SG&A. Selling, general and administrative expense at $38.9 million was similar to the previous quarter's $38.7 million, increasing only $174,000, although increasing as a percent of sales to 11.6% from 11.4% in the prior quarter, again due to lower sales. Labor costs increased similar to R&D, largely due to merit increases and higher stock option accounting costs, generally offset by a holiday week shutdown and reduced profit sharing. Nonlabor-related SG&A costs were generally similar to the prior period.

Operating income. As a result of the above, operating income decreased by $5 million or 3.2%, and as a percentage of sales, decreased to 45.2% from 45.9% last quarter. Spreading fixed costs over a lower sales base largely caused this decline. However, this is still strong profitability and clearly puts us ahead of our peers in this financial performance measurement. Both interest expense at $6.8 million and the amortization of debt discount at $5.4 million were similar to last quarter. Interest income at $971,000 was also similar to last quarter.

----------------------------------------

> _Given exercise 1_
Output as a numbered list the lines of the entries from the line with "segment distant mountain" to the line with "M0 3L0 8L3 9L14", both included, and leave out any blank lines.
The earnings commentary and the entries are unrelated to each other.

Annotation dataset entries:
----------------------------------------

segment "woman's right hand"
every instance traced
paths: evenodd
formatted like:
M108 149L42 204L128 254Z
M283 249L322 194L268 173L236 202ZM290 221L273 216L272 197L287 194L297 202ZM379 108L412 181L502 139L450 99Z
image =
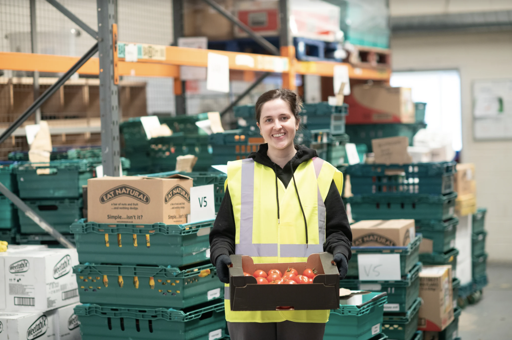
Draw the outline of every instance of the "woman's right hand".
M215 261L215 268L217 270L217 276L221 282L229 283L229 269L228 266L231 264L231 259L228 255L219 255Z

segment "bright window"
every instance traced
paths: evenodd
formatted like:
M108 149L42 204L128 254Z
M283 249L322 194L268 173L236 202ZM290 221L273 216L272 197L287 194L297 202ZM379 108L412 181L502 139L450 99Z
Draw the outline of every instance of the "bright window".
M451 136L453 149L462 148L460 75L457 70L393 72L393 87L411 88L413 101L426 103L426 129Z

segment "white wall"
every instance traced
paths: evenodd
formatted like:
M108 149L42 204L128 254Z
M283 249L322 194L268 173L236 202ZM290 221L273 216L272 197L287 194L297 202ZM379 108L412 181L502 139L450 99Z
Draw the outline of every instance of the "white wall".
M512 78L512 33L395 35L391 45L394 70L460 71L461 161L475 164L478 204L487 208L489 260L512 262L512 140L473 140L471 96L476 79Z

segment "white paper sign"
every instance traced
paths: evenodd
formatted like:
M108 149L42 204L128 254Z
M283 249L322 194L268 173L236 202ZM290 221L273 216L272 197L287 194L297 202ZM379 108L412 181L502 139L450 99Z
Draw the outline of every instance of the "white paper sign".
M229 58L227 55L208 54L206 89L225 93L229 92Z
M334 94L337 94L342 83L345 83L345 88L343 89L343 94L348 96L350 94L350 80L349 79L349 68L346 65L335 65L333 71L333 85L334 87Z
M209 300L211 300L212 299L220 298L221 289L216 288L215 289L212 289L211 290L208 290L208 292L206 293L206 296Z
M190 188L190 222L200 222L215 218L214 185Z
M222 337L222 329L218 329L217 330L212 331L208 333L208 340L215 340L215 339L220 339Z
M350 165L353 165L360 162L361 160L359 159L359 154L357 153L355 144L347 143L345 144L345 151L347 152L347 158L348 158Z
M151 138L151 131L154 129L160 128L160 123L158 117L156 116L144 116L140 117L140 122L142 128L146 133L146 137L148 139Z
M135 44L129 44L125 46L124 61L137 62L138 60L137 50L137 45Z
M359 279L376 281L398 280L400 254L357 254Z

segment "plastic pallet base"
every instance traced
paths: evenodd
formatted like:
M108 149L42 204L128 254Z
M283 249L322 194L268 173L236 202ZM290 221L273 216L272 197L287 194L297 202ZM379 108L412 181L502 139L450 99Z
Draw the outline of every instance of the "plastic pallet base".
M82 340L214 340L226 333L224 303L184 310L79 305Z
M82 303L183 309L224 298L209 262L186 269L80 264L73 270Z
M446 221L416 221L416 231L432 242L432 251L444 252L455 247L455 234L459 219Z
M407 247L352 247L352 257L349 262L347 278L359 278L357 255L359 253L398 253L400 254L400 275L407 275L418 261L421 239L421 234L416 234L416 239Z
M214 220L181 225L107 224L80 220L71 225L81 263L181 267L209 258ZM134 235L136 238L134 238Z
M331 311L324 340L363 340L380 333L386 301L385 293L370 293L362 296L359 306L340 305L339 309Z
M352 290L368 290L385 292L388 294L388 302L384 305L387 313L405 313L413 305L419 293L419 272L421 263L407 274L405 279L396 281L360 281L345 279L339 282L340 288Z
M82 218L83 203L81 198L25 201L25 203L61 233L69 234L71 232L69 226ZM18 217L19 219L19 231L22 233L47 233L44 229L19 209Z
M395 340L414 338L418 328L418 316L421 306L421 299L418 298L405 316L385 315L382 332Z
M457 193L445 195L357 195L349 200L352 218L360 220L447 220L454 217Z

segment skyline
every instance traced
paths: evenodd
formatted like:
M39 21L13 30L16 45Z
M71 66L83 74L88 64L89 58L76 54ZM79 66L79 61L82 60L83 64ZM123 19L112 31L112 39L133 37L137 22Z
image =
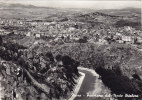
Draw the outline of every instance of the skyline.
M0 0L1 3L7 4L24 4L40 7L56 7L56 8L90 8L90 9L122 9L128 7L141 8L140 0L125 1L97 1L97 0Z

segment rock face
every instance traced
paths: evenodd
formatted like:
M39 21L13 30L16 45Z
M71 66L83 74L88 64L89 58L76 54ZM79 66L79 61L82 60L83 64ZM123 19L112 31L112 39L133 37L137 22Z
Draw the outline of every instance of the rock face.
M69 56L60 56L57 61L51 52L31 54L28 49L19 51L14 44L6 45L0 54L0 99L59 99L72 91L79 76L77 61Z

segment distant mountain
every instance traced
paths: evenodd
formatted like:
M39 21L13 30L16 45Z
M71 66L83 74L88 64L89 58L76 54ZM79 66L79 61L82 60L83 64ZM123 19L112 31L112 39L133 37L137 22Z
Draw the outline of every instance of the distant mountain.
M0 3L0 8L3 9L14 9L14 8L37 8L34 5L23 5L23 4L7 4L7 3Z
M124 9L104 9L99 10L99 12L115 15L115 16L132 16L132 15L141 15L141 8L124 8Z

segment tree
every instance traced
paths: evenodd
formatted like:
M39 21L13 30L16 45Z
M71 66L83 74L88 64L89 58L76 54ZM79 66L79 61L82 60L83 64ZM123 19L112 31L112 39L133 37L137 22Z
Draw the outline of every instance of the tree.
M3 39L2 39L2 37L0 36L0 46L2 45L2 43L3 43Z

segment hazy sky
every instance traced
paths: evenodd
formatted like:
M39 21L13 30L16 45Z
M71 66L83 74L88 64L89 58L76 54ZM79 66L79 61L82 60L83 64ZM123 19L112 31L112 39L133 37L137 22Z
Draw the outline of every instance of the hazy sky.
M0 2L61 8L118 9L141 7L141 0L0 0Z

----------------------------------------

> _Given exercise 2_
Rewrite the earnings commentary from "SG&A. Selling, general" to "the prior period.", changing "profit sharing" to "incentive bonuses".

> _Task solution 1_
1. segment distant mountain
2. every instance traced
3. paths: evenodd
4. formatted like:
5. M39 21L13 30L16 45Z
6. M71 66L83 74L88 64L89 58L76 54ZM79 66L79 61L82 60L83 64ZM123 19L112 31L112 39L133 37L137 22Z
7. Draw the outline of every instance of the distant mountain.
8. M0 3L0 8L3 9L14 9L14 8L37 8L34 5L23 5L23 4L7 4L7 3Z

> _Task solution 2_
SG&A. Selling, general and administrative expense at $38.9 million was similar to the previous quarter's $38.7 million, increasing only $174,000, although increasing as a percent of sales to 11.6% from 11.4% in the prior quarter, again due to lower sales. Labor costs increased similar to R&D, largely due to merit increases and higher stock option accounting costs, generally offset by a holiday week shutdown and reduced incentive bonuses. Nonlabor-related SG&A costs were generally similar to the prior period.